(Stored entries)
-- start --

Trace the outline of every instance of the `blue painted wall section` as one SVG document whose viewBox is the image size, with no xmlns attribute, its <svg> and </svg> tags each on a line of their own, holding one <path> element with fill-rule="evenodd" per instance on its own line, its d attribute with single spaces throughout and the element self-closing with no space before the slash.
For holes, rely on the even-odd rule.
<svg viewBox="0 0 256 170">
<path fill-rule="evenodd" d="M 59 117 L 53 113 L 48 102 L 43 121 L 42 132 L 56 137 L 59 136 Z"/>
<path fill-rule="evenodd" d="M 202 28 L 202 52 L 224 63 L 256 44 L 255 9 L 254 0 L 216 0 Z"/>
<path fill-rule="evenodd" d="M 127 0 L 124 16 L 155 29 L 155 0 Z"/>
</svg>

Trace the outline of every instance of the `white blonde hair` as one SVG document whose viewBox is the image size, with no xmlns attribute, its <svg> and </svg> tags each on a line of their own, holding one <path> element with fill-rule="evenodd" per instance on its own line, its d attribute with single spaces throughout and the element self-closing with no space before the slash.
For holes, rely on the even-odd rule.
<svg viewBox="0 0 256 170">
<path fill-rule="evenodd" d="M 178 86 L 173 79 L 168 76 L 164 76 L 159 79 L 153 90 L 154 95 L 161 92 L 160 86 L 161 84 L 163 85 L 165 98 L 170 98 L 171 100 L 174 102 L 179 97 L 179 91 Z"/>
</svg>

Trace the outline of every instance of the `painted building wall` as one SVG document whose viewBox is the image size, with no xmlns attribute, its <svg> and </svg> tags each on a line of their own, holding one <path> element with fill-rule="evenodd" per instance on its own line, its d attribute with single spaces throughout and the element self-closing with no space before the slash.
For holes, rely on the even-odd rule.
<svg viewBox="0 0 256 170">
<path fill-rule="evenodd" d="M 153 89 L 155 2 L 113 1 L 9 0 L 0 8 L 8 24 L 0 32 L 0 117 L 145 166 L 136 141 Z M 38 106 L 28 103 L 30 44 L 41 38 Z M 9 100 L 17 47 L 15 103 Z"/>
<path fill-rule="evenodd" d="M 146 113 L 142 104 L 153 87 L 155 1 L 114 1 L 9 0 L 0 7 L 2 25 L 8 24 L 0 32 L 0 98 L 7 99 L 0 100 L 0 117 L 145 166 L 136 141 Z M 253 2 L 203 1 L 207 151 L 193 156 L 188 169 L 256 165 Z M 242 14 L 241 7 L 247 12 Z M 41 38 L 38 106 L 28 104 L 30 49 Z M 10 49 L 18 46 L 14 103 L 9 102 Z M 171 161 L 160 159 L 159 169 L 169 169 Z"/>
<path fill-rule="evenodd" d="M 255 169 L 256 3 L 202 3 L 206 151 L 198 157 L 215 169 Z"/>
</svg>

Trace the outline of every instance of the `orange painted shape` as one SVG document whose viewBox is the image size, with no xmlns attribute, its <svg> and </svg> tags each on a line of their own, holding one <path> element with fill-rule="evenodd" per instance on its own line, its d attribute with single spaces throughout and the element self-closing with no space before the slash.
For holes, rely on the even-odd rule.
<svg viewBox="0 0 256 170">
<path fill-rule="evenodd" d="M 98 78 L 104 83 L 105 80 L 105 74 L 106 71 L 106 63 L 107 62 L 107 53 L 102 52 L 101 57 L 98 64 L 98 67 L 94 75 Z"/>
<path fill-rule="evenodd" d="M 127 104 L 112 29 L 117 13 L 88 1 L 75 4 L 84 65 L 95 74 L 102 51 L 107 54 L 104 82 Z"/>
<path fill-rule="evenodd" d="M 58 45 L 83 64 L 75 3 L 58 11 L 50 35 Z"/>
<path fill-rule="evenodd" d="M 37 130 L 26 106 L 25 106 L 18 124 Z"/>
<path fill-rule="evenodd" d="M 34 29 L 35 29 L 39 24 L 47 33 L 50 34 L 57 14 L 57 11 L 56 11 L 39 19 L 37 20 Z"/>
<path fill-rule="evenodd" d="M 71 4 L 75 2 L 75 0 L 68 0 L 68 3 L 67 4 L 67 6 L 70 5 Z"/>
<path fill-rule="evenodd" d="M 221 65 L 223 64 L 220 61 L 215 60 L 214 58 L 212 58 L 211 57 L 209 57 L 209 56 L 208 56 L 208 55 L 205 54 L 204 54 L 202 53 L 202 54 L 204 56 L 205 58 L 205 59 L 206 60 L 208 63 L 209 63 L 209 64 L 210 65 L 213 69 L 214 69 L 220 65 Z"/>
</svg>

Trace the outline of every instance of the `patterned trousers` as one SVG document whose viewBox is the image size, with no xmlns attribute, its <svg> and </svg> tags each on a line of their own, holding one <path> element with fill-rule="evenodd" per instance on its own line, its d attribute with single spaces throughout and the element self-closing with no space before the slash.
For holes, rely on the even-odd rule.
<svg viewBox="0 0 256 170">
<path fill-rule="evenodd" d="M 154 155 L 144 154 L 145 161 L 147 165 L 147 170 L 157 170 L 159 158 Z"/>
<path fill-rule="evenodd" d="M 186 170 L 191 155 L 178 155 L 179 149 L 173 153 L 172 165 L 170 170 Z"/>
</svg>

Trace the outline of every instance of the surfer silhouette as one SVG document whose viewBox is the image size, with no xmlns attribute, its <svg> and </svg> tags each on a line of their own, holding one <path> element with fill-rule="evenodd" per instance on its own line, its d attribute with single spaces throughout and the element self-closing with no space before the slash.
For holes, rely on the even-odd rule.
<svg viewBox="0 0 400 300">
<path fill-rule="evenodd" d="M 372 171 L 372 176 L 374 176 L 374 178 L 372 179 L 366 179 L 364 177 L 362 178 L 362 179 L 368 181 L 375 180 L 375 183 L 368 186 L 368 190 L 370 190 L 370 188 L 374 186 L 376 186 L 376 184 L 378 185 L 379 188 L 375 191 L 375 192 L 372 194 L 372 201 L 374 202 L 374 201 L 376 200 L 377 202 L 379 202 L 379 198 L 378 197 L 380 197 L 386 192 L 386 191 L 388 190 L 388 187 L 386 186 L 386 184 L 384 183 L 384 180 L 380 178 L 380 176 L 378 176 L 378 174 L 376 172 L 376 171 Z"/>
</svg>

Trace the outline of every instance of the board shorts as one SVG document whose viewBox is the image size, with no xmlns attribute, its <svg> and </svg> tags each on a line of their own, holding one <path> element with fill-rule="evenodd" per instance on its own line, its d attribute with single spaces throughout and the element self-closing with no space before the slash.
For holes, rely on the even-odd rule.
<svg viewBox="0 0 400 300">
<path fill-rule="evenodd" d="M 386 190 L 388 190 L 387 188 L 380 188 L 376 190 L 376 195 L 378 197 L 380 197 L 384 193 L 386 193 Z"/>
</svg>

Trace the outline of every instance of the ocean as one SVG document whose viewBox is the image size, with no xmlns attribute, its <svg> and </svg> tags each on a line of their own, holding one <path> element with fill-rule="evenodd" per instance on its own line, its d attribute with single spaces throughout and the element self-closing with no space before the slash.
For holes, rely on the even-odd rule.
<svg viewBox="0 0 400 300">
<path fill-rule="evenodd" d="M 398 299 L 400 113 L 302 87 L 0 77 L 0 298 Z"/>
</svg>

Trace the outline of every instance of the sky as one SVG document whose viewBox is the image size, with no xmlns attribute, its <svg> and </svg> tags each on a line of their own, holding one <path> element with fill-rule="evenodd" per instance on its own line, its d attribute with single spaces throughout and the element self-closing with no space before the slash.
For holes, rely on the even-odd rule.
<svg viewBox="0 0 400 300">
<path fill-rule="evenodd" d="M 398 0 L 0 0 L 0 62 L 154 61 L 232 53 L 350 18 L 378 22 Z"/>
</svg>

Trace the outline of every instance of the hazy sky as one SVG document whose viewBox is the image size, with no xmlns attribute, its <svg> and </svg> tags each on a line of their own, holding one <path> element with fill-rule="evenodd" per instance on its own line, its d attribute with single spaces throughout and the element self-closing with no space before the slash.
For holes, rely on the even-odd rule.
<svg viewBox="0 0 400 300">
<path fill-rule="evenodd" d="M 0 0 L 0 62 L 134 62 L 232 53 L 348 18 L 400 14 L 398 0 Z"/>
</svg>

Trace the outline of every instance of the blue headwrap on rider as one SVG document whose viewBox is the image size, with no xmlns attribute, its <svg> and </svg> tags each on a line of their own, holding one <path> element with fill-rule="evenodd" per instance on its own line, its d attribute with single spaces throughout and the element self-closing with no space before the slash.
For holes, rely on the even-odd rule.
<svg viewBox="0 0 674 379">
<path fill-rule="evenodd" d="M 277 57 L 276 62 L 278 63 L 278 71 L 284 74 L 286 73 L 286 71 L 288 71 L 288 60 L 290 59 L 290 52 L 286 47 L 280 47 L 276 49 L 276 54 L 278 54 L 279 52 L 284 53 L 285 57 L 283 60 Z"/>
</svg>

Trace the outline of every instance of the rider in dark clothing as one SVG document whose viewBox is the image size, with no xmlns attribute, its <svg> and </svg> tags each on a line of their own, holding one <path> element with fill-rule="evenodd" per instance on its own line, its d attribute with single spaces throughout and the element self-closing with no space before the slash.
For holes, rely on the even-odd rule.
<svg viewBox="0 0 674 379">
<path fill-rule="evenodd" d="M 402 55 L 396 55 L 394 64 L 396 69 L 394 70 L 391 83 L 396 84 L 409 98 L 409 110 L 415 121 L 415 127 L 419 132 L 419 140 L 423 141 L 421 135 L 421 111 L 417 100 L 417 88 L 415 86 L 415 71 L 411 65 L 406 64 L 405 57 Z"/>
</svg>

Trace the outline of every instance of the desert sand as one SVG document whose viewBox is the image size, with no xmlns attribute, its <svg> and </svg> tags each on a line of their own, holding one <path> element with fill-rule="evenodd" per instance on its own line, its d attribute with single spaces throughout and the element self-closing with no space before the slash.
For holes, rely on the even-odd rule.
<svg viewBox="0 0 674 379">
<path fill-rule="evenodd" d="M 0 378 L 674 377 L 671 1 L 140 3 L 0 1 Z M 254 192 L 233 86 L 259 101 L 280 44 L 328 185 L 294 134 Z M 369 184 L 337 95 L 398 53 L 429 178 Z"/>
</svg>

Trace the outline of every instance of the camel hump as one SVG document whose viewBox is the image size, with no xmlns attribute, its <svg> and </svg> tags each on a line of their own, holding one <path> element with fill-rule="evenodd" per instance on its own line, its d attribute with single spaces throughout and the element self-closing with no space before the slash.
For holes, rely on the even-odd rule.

-- end --

Copy the records from the line containing "Trace the outline of every instance of the desert" through the end of the records, both included, with the requests unchanged. In the answers, shift every number down by 40, both the viewBox values and the path coordinates.

Trace the outline of every instance of the desert sand as one SVG document whose viewBox is the image size, with no xmlns attribute, its <svg> and </svg> tags each on a line of their own, holding one <path> element with fill-rule="evenodd" per instance on its own line, its d attribute with single spaces throughout and the element self-closing with no space before the slash.
For holes, rely on the even-odd rule.
<svg viewBox="-40 -40 634 339">
<path fill-rule="evenodd" d="M -40 338 L 634 337 L 631 -39 L 100 -37 L -40 -39 Z M 214 152 L 193 46 L 219 61 L 240 4 L 288 145 L 254 94 Z M 329 144 L 297 55 L 358 13 L 389 138 Z"/>
</svg>

Trace the outline of every instance of the camel hump as one SVG document whose viewBox is the image size, with no xmlns attribute, its <svg> and </svg> tags each on a line of their own, holding one <path> element with fill-rule="evenodd" per instance on its own line, its d attribute with single spaces throughout and the element self-closing with no space before the slash.
For holes, rely on the even-odd rule.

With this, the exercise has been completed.